WRITTEN EXERCISE →
Rewrite the records from the line with "target: dark muddy ground" to the line with "184], [61, 190]]]", replacing "muddy" with "wet" and leaving everything else unchanged.

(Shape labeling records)

□ □ □ □

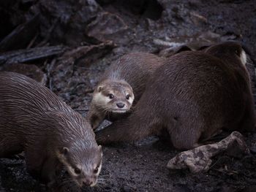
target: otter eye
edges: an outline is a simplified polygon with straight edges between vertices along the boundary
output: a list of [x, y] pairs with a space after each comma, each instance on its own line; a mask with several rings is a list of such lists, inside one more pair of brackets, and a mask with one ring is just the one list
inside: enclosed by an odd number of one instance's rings
[[97, 174], [97, 173], [98, 172], [98, 171], [99, 171], [99, 167], [97, 166], [97, 167], [96, 167], [96, 168], [94, 169], [94, 174]]
[[109, 99], [112, 99], [114, 98], [114, 96], [113, 96], [112, 93], [109, 93], [109, 94], [108, 95], [108, 96]]
[[78, 168], [75, 168], [75, 172], [77, 174], [80, 174], [81, 173], [81, 169], [80, 169]]
[[129, 99], [131, 96], [129, 94], [127, 95], [127, 99]]

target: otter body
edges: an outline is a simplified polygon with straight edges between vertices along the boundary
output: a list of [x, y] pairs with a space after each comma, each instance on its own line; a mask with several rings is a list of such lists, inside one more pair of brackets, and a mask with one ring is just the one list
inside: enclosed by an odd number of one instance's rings
[[0, 158], [22, 151], [28, 172], [49, 185], [62, 166], [80, 186], [97, 183], [102, 152], [90, 124], [40, 83], [0, 72]]
[[94, 92], [88, 118], [94, 129], [106, 118], [118, 119], [139, 101], [163, 58], [151, 53], [124, 55], [110, 65]]
[[175, 147], [191, 149], [222, 129], [253, 130], [244, 55], [228, 42], [170, 57], [154, 73], [132, 114], [97, 132], [97, 141], [130, 142], [167, 130]]

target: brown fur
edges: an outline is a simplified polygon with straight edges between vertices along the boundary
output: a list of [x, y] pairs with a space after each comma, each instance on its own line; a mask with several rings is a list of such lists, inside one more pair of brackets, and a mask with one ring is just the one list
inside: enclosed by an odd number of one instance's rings
[[[63, 163], [73, 168], [101, 164], [95, 135], [80, 114], [32, 79], [0, 72], [0, 158], [22, 151], [32, 176], [50, 184]], [[97, 181], [83, 171], [72, 177], [78, 185]]]
[[[115, 98], [108, 106], [102, 106], [92, 99], [88, 119], [91, 123], [93, 128], [105, 119], [113, 120], [121, 118], [127, 114], [115, 114], [110, 109], [110, 105], [113, 102], [122, 102], [131, 107], [127, 102], [124, 92], [129, 95], [134, 95], [133, 106], [140, 99], [144, 92], [146, 82], [153, 72], [163, 64], [163, 58], [154, 54], [146, 53], [134, 53], [124, 55], [117, 62], [110, 65], [103, 74], [94, 93], [102, 91], [105, 96], [113, 91]], [[102, 88], [99, 91], [98, 88]], [[112, 107], [113, 108], [113, 107]]]
[[254, 130], [253, 99], [241, 50], [239, 45], [227, 43], [208, 48], [209, 53], [189, 51], [170, 57], [154, 74], [133, 113], [97, 132], [97, 141], [130, 142], [167, 130], [175, 147], [191, 149], [222, 129]]

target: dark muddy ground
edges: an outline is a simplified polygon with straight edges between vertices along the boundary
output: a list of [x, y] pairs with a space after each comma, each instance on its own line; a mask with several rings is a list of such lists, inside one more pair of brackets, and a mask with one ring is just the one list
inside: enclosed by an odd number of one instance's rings
[[[56, 1], [0, 1], [3, 18], [0, 50], [4, 55], [8, 50], [28, 47], [63, 45], [59, 54], [18, 61], [40, 68], [45, 76], [33, 72], [30, 75], [46, 78], [42, 82], [83, 115], [88, 111], [92, 90], [101, 74], [125, 53], [150, 52], [167, 56], [173, 50], [167, 49], [171, 42], [232, 39], [247, 46], [252, 59], [256, 61], [254, 0]], [[31, 25], [37, 27], [29, 27], [22, 39], [16, 37], [14, 42], [3, 42], [18, 25], [38, 12], [39, 18], [36, 18]], [[163, 45], [167, 42], [169, 45]], [[8, 68], [8, 61], [0, 59], [0, 64], [4, 65], [4, 70], [13, 70]], [[254, 80], [254, 67], [249, 67]], [[166, 164], [178, 151], [157, 138], [134, 145], [105, 147], [99, 185], [84, 191], [256, 191], [256, 134], [246, 135], [246, 141], [251, 149], [255, 148], [254, 154], [241, 158], [219, 155], [208, 172], [196, 174], [169, 172]], [[26, 173], [22, 159], [1, 159], [0, 179], [0, 191], [46, 190]], [[70, 191], [70, 185], [61, 184], [61, 190]]]

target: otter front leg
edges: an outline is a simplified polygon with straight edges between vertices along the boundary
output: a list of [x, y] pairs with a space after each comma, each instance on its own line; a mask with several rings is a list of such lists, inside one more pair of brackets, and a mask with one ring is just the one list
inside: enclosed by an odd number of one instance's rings
[[98, 112], [97, 115], [95, 112], [93, 113], [91, 111], [93, 111], [93, 110], [91, 110], [89, 111], [87, 119], [90, 122], [92, 129], [95, 130], [100, 124], [100, 123], [104, 120], [105, 115], [101, 114], [102, 117], [100, 117], [100, 115], [99, 115], [99, 114], [100, 114], [100, 112]]
[[57, 167], [59, 167], [58, 160], [55, 158], [48, 157], [42, 164], [40, 179], [50, 188], [56, 184]]

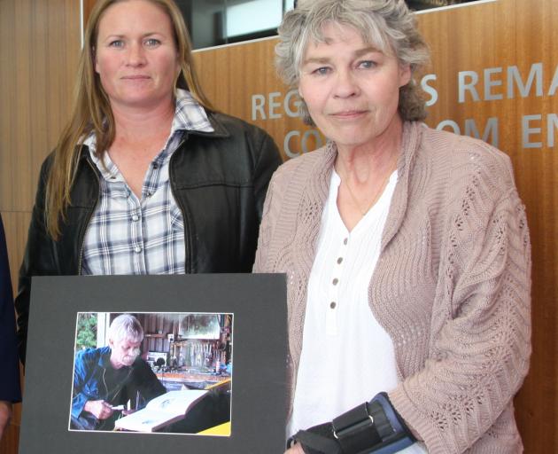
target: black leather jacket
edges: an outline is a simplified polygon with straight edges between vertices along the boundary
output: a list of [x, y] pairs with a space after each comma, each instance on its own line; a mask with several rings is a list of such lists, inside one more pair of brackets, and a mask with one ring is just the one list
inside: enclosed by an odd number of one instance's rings
[[[171, 187], [184, 220], [186, 272], [250, 272], [267, 184], [281, 157], [262, 129], [223, 114], [207, 115], [214, 131], [185, 133], [170, 160]], [[15, 302], [24, 363], [31, 277], [80, 274], [83, 238], [99, 197], [101, 176], [82, 146], [72, 205], [54, 241], [44, 223], [50, 162], [51, 156], [41, 168]]]

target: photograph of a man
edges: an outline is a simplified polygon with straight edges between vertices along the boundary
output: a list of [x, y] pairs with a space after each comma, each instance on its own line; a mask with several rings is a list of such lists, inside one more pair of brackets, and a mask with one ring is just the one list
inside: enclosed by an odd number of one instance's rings
[[109, 327], [108, 346], [76, 354], [71, 429], [112, 430], [117, 419], [166, 392], [140, 357], [143, 340], [137, 318], [122, 314]]

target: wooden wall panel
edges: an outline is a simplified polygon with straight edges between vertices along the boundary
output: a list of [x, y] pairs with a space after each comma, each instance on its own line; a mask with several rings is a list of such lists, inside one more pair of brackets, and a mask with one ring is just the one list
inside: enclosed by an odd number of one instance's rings
[[[556, 6], [555, 0], [497, 0], [418, 15], [433, 57], [424, 75], [435, 74], [436, 80], [430, 79], [429, 85], [438, 94], [438, 101], [429, 108], [427, 123], [437, 127], [451, 121], [445, 129], [452, 130], [453, 125], [469, 135], [474, 135], [474, 125], [482, 137], [489, 121], [496, 121], [498, 128], [485, 138], [510, 156], [527, 207], [533, 254], [533, 353], [515, 406], [525, 452], [530, 454], [558, 452], [558, 117], [553, 117], [558, 115], [558, 87], [553, 87], [553, 81], [558, 84]], [[275, 42], [203, 50], [195, 53], [195, 59], [204, 88], [216, 106], [267, 129], [287, 158], [302, 152], [301, 138], [311, 129], [288, 114], [295, 100], [283, 102], [289, 89], [275, 76]], [[538, 75], [540, 71], [540, 95], [535, 77], [524, 97], [519, 94], [517, 83], [512, 83], [511, 98], [510, 67], [525, 85], [531, 72]], [[464, 71], [478, 75], [475, 85], [478, 101], [467, 91], [464, 102], [460, 102], [459, 74]], [[254, 96], [265, 99], [265, 118], [261, 111], [253, 110]], [[522, 125], [525, 115], [533, 117]], [[548, 125], [547, 120], [554, 118], [556, 124]], [[304, 144], [310, 150], [315, 131], [311, 133]]]
[[[81, 48], [80, 2], [0, 1], [0, 211], [13, 286], [39, 168], [67, 120]], [[0, 442], [18, 452], [21, 405]]]

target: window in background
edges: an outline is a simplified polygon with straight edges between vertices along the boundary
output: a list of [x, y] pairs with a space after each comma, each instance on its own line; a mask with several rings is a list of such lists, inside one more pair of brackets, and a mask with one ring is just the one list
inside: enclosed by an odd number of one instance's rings
[[294, 0], [176, 0], [194, 49], [274, 36]]

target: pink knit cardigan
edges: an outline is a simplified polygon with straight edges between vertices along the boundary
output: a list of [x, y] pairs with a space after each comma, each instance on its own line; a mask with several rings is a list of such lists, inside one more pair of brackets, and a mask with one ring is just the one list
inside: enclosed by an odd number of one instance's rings
[[[368, 287], [395, 347], [390, 399], [430, 453], [521, 452], [513, 396], [531, 354], [531, 246], [509, 159], [420, 123], [405, 124], [402, 144]], [[287, 274], [291, 403], [336, 154], [329, 144], [284, 163], [264, 207], [254, 271]]]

□ □ □ □

SOLUTION →
target: dark wet ground
edges: an outline is a simplified polygon with straight edges between vertices along the boundary
output: a list of [x, y] pairs with a space after each comma, each instance on its own line; a mask with several rings is a list of such lists, inside one more pair of brackets, and a mask with one ring is just the one list
inside: enclosed by an odd number of one instance's rings
[[[56, 1], [0, 1], [3, 18], [0, 50], [4, 55], [8, 50], [28, 47], [63, 45], [59, 54], [18, 61], [40, 68], [45, 76], [33, 72], [30, 75], [46, 78], [42, 82], [83, 115], [88, 111], [92, 90], [101, 74], [125, 53], [150, 52], [167, 56], [173, 50], [167, 49], [171, 42], [232, 39], [247, 46], [252, 59], [256, 61], [254, 0]], [[31, 25], [37, 27], [29, 27], [22, 39], [16, 37], [14, 42], [3, 42], [18, 25], [38, 12], [39, 18], [36, 18]], [[163, 45], [167, 42], [169, 45]], [[8, 68], [8, 61], [0, 59], [0, 64], [4, 65], [4, 70], [13, 70]], [[254, 80], [254, 67], [249, 67]], [[166, 164], [178, 151], [157, 138], [134, 145], [105, 147], [99, 185], [84, 191], [256, 191], [256, 134], [246, 135], [246, 141], [251, 149], [255, 148], [254, 154], [241, 158], [219, 155], [208, 172], [196, 174], [169, 172]], [[26, 173], [22, 159], [1, 159], [0, 179], [0, 191], [46, 190]], [[70, 191], [70, 185], [61, 184], [61, 190]]]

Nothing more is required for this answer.